Directions -
Rewrite every row below, swapping "test automation script" for "regression test" and leaving everything else untouched.

Material to process -
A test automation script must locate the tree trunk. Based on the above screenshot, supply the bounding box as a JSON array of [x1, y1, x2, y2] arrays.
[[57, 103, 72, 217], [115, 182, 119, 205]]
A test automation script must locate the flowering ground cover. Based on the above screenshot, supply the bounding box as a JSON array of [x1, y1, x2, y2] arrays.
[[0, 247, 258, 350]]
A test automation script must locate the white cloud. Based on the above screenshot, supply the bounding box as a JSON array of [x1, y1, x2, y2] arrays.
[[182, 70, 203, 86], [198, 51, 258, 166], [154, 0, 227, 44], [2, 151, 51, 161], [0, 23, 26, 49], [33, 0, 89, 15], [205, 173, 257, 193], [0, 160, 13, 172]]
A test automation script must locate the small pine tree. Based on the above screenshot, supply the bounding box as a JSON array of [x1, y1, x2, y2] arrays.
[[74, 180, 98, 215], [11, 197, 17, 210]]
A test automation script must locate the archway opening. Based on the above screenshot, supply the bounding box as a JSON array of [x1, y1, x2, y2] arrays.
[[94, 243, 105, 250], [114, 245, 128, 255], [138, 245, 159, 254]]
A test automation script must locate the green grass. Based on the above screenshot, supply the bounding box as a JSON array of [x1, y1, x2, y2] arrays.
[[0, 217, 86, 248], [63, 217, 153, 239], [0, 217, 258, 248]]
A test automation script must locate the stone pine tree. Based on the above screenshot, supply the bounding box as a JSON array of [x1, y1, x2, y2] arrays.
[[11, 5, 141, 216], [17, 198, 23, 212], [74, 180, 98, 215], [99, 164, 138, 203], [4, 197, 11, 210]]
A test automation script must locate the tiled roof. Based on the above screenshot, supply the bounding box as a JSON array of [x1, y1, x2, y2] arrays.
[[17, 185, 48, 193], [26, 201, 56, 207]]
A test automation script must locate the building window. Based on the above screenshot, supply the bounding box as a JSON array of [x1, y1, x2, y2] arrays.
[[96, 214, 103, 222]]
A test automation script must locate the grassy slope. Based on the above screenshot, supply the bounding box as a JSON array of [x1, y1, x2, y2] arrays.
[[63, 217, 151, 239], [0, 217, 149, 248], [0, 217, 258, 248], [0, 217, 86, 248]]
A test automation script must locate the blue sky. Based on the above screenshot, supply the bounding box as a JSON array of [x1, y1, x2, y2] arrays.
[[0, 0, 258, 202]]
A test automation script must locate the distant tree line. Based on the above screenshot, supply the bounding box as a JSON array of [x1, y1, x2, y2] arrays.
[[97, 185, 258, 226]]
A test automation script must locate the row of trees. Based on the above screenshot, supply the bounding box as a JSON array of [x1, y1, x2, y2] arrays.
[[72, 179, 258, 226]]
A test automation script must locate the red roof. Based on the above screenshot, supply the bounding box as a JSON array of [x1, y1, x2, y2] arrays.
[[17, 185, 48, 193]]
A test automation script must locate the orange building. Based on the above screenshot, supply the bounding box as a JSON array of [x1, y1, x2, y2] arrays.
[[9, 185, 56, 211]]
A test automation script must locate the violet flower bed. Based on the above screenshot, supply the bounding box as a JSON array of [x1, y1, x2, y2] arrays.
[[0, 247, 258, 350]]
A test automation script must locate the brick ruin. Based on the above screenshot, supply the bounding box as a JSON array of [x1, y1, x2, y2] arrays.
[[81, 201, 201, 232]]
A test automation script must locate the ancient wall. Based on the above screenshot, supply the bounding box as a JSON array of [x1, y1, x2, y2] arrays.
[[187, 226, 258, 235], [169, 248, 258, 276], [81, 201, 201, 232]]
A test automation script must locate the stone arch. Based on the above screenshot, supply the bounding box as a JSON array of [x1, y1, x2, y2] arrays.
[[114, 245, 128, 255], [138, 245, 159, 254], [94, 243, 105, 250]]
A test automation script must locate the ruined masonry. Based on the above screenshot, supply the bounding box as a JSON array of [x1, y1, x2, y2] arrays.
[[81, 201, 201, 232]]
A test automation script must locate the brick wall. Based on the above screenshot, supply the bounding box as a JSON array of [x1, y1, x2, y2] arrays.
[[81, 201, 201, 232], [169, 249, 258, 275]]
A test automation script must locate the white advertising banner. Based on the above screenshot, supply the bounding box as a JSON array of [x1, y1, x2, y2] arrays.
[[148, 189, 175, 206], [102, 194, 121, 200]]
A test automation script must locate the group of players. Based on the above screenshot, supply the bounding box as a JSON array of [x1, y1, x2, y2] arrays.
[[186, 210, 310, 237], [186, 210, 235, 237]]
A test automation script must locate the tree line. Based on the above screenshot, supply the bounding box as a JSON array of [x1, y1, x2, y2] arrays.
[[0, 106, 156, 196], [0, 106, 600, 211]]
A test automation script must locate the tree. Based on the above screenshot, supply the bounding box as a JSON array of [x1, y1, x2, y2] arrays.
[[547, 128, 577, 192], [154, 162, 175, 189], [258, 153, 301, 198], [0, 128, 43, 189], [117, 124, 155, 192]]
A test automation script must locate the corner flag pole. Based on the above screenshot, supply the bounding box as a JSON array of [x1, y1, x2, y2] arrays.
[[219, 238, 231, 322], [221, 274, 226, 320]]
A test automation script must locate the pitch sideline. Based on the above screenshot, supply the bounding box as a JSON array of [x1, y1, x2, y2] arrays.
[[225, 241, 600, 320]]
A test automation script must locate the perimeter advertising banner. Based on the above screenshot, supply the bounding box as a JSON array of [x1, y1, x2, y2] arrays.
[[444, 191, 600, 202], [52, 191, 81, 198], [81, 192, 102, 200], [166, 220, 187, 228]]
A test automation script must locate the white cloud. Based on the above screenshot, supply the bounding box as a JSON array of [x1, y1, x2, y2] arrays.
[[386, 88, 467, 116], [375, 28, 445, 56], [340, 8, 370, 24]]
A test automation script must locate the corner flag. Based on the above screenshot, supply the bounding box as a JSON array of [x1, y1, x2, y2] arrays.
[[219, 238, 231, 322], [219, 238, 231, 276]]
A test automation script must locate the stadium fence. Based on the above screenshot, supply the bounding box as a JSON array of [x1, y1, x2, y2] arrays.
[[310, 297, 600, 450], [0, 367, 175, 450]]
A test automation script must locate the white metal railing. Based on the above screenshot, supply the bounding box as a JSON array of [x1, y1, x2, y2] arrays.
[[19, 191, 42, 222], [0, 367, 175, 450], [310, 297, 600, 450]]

Task response -
A regression test must locate the tree trunk. Based on the above screenshot, supply the bounding box as a JSON array of [x1, y1, x2, y2] arrays.
[[57, 103, 72, 217], [115, 182, 119, 205]]
A regression test must locate the flowering ground cover. Based on the above screenshot, supply the bounding box as a JSON array of [x1, y1, x2, y2] arrays.
[[0, 247, 258, 350]]
A regression test must locate the white cloud. Based on the above screenshot, supply the bounding box as a JSON array of [x1, y1, x2, y2] arrays.
[[182, 70, 203, 86], [198, 51, 258, 166], [154, 0, 227, 44], [2, 151, 51, 161], [0, 23, 26, 49], [33, 0, 89, 15], [205, 173, 257, 193], [0, 160, 13, 172]]
A regression test must locate the small pine tree. Based on the above screenshot, supply the bounding box as a JSON array of [x1, y1, x2, y2] arrays.
[[74, 180, 98, 215], [11, 197, 17, 210]]
A regression test must locate the archway opening. Based on the above screenshot, supply the bounding box as a JSON array of [x1, y1, x2, y2] arrays.
[[94, 243, 105, 250], [114, 245, 128, 255], [138, 245, 159, 254]]
A regression test must locate the green grass. Based on the above screenshot, supply the bounding box as a JSON array of [x1, y1, x2, y2] arrays.
[[0, 217, 86, 248], [63, 217, 153, 239], [0, 217, 258, 248]]
A regression test must locate the stone pine tree. Based on the above screenshot, supply the bounding box as a JSON array of [x1, y1, x2, y2] arrays.
[[11, 5, 141, 216], [17, 198, 23, 212], [74, 180, 98, 215], [99, 164, 138, 203], [4, 197, 11, 210]]
A regression test must locate the tiled roof. Based on the above screenshot, supply the bounding box as a JSON array of [x1, y1, x2, y2] arrays.
[[17, 185, 48, 193], [26, 201, 56, 207]]
A regression test must locate the building window. Based on the above screenshot, supply the bounding box as a JSON array of [x1, y1, x2, y2] arrays.
[[96, 214, 103, 222]]
A regression test must locate the grassy slope. Based on the above screenshot, supply the bounding box as a JSON array of [x1, y1, x2, y2] arrays.
[[63, 217, 151, 239], [0, 217, 149, 248], [0, 217, 258, 248], [0, 217, 86, 248]]
A regression test must locate the blue sky. Based on the above screenshot, supply the bounding box as a JSON array of [x1, y1, x2, y2] arrays.
[[0, 0, 258, 202]]
A regression test must locate the distant tree line. Based on the above screenshot, supply the bounding box as a JSON array of [x1, y1, x2, y2] arrays.
[[97, 185, 258, 226]]
A regression test must locate the row of trees. Based on the above screenshot, supply the bounding box as a JSON array of [x1, y1, x2, y2] arrays.
[[72, 179, 258, 226]]
A regression test must locate the red roof. Based on the above screenshot, supply the bounding box as a JSON array of [x1, y1, x2, y2] arrays.
[[17, 185, 48, 193]]
A regression test must locate the orange building. Based on the above screenshot, supply the bounding box as a JSON array of [x1, y1, x2, y2] arrays.
[[9, 185, 56, 211]]
A regression test must locate the violet flower bed. Based on the above screenshot, supply the bounding box as a JSON array of [x1, y1, x2, y2] arrays.
[[0, 247, 258, 350]]
A regression test must locate the brick ruin. Based on the above screenshot, supply the bounding box as a JSON array of [x1, y1, x2, y2] arrays.
[[81, 201, 201, 232]]
A regression test must locate the ancient wall. Based on the above screenshot, supply the bounding box as a JSON array of [x1, y1, x2, y2] arrays.
[[187, 226, 258, 235], [169, 248, 258, 276], [81, 201, 201, 232]]
A regression test must locate the stone arch. Based on the above screenshot, supply the bounding box as a JSON array of [x1, y1, x2, y2] arrays.
[[114, 245, 128, 255], [138, 245, 159, 254], [94, 243, 105, 250]]
A regression test must locate the ruined masonry. Based on the above screenshot, supply the bounding box as a JSON array of [x1, y1, x2, y2] arrays.
[[81, 201, 201, 232]]
A regression test must locate the brick wall. Based on the above screenshot, supply the bounding box as a JSON array of [x1, y1, x2, y2] arrays.
[[81, 201, 201, 232], [169, 249, 258, 275]]
A regression test must locate the white advertising banner. Based on the above screenshot, supply the bounding box as a JSON array of [x1, y1, x2, y2] arrays.
[[148, 189, 175, 206], [102, 194, 121, 200]]
A regression test must locate the group of players. Based on the above screenshot, supply the bounding box as a JSON array of [x1, y1, x2, y2] arrays.
[[186, 210, 310, 237], [186, 210, 235, 237]]
A regression test must locate the tree line. Based on the above screenshot, supply the bounding box as a JSON array of [x1, y1, x2, y2] arrays.
[[0, 106, 156, 196], [0, 106, 600, 211]]
A regression test must locate the tree. Based on the above screenshot, supply the bounding box as a JSON array of [x1, y1, x2, y2] arrays.
[[547, 128, 577, 192], [154, 162, 175, 189], [258, 153, 301, 198], [0, 128, 43, 189], [117, 124, 155, 192]]
A regression test must locate the corner flag pole. Based on the above screenshot, supply the bounding box as a JSON array of [x1, y1, x2, y2] arrays.
[[219, 238, 231, 322], [221, 274, 226, 320]]
A regression test must locate the pitch sideline. Based on the above screenshot, supply the bounding box as a JSON array of [x1, y1, x2, y2] arrays.
[[225, 241, 600, 320]]
A regression test must locate the perimeter advertising banner. Based on the above screenshot, supply the bounding box as a JSON array of [x1, y1, x2, y2] arrays.
[[444, 191, 600, 202], [52, 191, 81, 198], [81, 192, 102, 200], [166, 220, 187, 228]]
A regression test must locate the white cloud. Based on the above screenshot, supply the bounding box as a JSON array of [x1, y1, x2, y2] arrays.
[[386, 88, 467, 116], [375, 28, 445, 56], [340, 8, 370, 24]]
A regression test must locate the corner flag. Based on the above screenshot, supply the bounding box as a JSON array of [x1, y1, x2, y2] arrays.
[[219, 238, 231, 322], [219, 238, 231, 276]]
A regression test must locate the stadium fence. Based on the above screenshot, supply the bounding box as a JSON array of [x1, y1, x2, y2] arrays.
[[310, 297, 600, 450], [0, 367, 175, 450]]
A regression test must locate the white metal railing. Based on the above screenshot, supply the bounding box as a JSON array of [x1, y1, x2, y2] arrays.
[[19, 191, 42, 222], [0, 367, 175, 450], [310, 297, 600, 450]]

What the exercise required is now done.